(Photo-based referring expression data)
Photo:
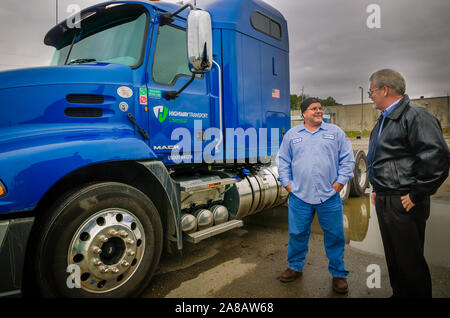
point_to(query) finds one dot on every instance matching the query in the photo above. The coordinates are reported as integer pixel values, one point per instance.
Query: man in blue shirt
(315, 161)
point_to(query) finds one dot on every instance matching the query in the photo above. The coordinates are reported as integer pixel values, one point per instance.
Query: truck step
(197, 186)
(211, 231)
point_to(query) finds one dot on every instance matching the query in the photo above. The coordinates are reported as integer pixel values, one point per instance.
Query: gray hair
(390, 78)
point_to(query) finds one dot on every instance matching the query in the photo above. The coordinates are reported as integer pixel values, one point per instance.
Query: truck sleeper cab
(92, 192)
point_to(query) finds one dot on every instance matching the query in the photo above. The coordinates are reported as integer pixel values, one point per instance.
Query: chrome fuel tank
(254, 193)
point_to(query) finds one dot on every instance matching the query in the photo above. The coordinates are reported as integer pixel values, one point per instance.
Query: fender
(31, 165)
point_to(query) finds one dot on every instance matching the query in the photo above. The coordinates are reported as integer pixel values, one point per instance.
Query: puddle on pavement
(362, 230)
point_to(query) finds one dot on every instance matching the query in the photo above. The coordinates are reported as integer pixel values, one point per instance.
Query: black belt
(393, 192)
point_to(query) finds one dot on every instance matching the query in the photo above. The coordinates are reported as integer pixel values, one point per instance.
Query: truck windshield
(121, 44)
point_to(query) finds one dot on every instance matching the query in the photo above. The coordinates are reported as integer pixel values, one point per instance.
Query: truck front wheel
(103, 240)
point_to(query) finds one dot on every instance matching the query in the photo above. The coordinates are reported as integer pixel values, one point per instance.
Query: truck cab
(129, 143)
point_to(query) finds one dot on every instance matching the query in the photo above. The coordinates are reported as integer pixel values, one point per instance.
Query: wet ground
(246, 262)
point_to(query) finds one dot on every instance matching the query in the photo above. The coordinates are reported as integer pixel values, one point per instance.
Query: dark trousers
(403, 235)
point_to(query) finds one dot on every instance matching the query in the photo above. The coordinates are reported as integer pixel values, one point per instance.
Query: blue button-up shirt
(312, 161)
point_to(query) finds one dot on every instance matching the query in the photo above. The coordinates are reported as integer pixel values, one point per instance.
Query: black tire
(360, 181)
(121, 207)
(345, 192)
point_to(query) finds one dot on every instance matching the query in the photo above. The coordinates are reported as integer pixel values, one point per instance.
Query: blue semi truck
(156, 124)
(138, 137)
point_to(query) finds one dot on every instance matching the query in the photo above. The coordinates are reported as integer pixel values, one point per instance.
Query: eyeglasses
(316, 109)
(370, 92)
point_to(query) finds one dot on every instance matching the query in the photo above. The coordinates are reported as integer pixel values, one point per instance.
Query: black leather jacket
(411, 155)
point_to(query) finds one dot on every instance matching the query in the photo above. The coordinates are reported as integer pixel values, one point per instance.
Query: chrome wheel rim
(108, 248)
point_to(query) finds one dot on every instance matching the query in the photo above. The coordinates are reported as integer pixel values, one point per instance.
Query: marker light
(2, 189)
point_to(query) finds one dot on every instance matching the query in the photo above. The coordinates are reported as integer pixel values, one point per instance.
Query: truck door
(189, 115)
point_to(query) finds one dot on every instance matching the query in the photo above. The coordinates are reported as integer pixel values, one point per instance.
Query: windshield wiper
(71, 46)
(79, 61)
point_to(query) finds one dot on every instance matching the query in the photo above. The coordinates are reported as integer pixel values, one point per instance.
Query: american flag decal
(276, 93)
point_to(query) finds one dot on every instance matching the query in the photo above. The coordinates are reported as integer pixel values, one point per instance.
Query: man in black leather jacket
(408, 160)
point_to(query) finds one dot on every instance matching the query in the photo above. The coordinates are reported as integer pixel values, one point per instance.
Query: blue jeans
(331, 220)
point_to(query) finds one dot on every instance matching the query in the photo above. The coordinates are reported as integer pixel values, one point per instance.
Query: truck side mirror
(199, 41)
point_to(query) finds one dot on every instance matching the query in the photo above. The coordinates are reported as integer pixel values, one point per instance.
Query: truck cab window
(121, 44)
(170, 61)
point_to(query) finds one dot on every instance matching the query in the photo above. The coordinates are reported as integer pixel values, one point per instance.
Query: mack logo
(160, 113)
(169, 147)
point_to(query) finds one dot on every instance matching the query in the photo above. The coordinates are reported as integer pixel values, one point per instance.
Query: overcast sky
(333, 51)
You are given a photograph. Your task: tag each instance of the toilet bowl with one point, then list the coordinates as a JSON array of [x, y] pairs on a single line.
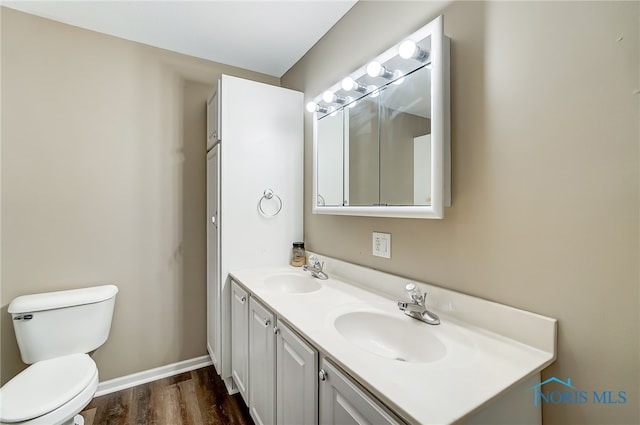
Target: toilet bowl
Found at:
[[62, 378]]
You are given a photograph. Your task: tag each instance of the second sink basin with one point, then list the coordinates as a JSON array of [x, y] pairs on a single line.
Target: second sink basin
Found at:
[[396, 338], [291, 283]]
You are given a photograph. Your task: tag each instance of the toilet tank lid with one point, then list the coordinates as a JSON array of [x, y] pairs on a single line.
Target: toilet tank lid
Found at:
[[61, 299]]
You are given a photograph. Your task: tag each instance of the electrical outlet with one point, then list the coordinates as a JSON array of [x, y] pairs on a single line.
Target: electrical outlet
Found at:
[[382, 244]]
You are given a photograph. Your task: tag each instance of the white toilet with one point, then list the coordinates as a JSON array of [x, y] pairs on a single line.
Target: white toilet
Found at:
[[55, 330]]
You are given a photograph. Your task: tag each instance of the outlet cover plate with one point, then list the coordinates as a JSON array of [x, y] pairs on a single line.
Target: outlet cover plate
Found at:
[[382, 244]]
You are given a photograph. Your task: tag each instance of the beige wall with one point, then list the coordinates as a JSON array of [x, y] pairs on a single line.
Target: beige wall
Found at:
[[545, 169], [103, 181]]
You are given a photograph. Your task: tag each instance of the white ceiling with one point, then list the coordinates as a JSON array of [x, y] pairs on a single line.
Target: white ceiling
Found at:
[[263, 35]]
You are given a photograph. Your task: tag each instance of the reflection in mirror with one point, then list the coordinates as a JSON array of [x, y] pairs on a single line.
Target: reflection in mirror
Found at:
[[382, 134], [330, 160], [405, 163], [361, 141]]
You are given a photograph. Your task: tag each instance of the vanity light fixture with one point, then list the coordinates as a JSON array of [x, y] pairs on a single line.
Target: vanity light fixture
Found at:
[[314, 107], [349, 84], [329, 96], [410, 50], [376, 69]]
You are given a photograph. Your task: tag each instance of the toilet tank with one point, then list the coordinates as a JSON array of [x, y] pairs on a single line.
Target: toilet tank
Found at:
[[55, 324]]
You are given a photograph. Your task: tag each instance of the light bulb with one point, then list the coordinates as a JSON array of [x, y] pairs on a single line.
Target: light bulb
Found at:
[[407, 49], [312, 106], [328, 96], [374, 68]]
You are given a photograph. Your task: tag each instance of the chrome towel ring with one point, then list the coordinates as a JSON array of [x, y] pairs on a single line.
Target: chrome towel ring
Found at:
[[269, 195]]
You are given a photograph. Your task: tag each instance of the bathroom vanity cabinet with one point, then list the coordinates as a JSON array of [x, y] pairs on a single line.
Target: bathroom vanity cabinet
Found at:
[[379, 366], [343, 402], [285, 384], [262, 366], [281, 383]]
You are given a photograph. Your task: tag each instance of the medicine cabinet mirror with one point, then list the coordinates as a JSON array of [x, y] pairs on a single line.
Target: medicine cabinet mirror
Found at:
[[381, 139]]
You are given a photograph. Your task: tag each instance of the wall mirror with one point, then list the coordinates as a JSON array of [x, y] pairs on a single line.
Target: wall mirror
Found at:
[[381, 139]]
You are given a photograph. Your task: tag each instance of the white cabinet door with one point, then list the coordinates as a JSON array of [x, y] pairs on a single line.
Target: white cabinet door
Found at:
[[262, 365], [240, 339], [213, 257], [342, 402], [297, 382]]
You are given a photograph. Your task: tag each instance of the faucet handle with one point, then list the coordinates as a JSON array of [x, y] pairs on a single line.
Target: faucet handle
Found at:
[[413, 292]]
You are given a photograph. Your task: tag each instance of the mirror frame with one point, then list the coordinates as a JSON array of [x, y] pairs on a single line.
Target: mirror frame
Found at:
[[440, 135]]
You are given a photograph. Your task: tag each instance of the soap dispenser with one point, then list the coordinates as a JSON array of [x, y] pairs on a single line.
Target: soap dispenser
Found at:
[[298, 255]]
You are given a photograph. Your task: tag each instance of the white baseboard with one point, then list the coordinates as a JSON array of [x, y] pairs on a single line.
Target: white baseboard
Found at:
[[145, 376]]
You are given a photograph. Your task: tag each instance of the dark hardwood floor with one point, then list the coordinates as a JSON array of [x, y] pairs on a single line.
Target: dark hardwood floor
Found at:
[[198, 397]]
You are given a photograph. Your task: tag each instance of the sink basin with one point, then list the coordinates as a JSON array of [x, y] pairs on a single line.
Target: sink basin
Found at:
[[291, 283], [396, 338]]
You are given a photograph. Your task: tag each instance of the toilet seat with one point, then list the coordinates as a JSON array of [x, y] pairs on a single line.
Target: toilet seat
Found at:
[[46, 386]]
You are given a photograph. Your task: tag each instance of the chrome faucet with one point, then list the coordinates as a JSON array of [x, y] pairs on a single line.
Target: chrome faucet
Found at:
[[416, 308], [315, 268]]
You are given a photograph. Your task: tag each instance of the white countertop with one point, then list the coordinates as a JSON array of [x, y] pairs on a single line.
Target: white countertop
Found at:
[[479, 365]]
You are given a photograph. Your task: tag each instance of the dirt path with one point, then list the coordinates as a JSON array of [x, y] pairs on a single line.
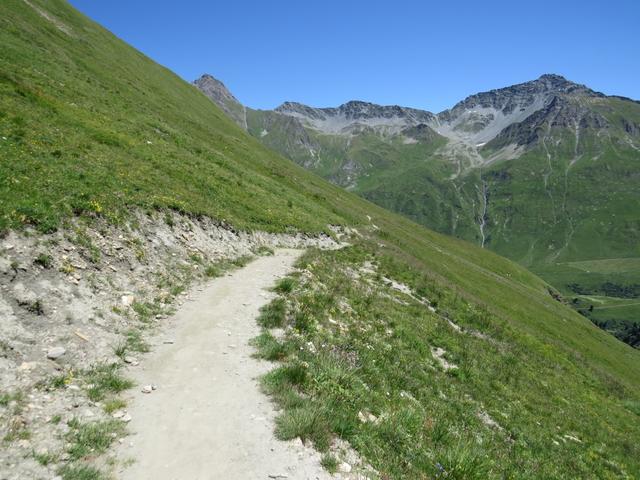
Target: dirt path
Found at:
[[207, 418]]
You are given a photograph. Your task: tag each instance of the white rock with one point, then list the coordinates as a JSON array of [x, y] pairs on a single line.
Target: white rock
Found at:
[[56, 352], [131, 360], [126, 300]]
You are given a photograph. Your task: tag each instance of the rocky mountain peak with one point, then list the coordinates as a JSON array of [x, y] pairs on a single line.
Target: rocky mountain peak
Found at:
[[212, 87], [221, 96]]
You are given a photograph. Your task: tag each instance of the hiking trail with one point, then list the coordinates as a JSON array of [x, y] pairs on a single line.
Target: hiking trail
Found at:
[[207, 418]]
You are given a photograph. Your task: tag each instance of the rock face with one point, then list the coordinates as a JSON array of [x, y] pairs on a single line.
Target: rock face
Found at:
[[221, 96], [354, 115]]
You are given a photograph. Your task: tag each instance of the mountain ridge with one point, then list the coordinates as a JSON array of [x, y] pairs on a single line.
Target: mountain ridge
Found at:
[[569, 150]]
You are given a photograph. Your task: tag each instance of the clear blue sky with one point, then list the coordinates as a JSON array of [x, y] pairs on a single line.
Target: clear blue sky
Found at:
[[424, 54]]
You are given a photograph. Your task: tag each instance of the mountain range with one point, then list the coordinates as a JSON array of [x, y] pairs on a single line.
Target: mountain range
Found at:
[[544, 172], [125, 192]]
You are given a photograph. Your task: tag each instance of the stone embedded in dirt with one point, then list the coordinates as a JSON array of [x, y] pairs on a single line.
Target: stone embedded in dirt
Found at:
[[56, 352], [126, 300], [131, 360]]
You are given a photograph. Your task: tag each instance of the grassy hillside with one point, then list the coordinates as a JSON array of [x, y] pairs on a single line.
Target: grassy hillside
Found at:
[[571, 195], [90, 127]]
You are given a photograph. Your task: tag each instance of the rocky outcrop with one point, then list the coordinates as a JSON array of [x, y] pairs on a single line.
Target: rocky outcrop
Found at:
[[221, 96]]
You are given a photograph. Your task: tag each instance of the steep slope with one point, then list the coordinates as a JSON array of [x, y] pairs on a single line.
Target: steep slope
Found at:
[[113, 153], [542, 172]]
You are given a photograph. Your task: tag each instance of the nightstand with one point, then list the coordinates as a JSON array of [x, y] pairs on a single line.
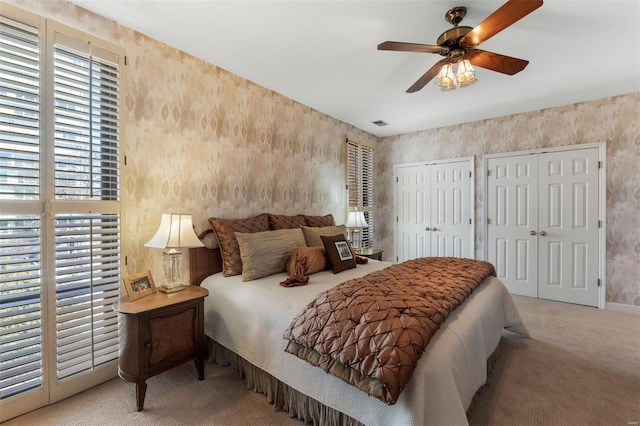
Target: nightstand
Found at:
[[375, 254], [159, 332]]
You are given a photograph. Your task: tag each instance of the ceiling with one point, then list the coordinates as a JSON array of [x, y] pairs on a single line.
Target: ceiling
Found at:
[[323, 53]]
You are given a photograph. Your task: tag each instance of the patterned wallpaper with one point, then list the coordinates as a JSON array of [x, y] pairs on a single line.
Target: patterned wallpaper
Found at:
[[615, 121], [201, 140]]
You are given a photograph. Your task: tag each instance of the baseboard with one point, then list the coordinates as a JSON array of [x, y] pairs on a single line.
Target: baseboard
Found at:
[[620, 307]]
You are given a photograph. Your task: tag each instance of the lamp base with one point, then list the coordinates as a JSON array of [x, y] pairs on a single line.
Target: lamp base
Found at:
[[171, 289]]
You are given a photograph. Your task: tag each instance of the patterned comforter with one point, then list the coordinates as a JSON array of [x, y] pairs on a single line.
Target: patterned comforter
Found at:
[[372, 330]]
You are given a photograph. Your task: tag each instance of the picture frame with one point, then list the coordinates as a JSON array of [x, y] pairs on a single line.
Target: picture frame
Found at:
[[344, 251], [139, 285]]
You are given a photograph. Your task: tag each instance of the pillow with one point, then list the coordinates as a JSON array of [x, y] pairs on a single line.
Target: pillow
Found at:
[[266, 253], [339, 253], [307, 261], [277, 221], [317, 221], [225, 230], [312, 235]]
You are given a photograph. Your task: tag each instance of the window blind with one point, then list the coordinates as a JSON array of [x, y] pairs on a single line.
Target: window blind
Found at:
[[86, 158], [19, 110], [360, 185], [87, 263], [20, 306], [20, 242]]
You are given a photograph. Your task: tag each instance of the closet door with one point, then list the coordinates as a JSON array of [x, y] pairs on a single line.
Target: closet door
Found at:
[[450, 210], [512, 215], [433, 210], [568, 217], [413, 214]]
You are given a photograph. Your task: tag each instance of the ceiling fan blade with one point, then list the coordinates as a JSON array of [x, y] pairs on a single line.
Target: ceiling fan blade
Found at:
[[427, 77], [496, 62], [509, 13], [412, 47]]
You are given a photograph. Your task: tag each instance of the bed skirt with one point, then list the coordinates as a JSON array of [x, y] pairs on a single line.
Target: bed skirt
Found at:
[[284, 397]]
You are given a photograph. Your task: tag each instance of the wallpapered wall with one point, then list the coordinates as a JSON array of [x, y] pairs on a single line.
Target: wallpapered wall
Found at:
[[615, 121], [201, 140]]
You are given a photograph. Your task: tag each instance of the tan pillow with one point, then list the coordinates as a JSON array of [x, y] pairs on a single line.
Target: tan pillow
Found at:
[[339, 253], [312, 235], [317, 221], [225, 230], [267, 253], [307, 261], [278, 221]]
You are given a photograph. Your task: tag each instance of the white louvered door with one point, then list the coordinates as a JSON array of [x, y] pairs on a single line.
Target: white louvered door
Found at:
[[543, 232], [59, 211], [434, 210], [512, 227], [569, 221]]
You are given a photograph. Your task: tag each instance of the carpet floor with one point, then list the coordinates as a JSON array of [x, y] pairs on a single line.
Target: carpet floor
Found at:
[[581, 367]]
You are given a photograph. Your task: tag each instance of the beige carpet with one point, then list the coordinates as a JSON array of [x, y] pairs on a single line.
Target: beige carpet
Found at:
[[582, 367]]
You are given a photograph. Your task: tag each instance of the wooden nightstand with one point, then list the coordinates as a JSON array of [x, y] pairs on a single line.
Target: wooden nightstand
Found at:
[[159, 332], [375, 254]]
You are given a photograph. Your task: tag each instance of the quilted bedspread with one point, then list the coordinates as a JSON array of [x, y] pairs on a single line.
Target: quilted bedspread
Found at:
[[372, 330]]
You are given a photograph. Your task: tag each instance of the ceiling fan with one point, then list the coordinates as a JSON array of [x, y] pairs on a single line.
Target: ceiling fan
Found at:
[[459, 46]]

— WHAT TO WORK ON —
With the line that has "Target: chrome faucet" as the first and the line that has "the white countertop" as the last, repeat exactly that run of lines above and no more.

— RESULT OF THE TASK —
Target: chrome faucet
Found at:
[[416, 308], [315, 268]]
You are given a photograph. Your task: tag each instance of the white countertop with one point, then list the coordinates as a JSON array of [x, y] pairs on a single line.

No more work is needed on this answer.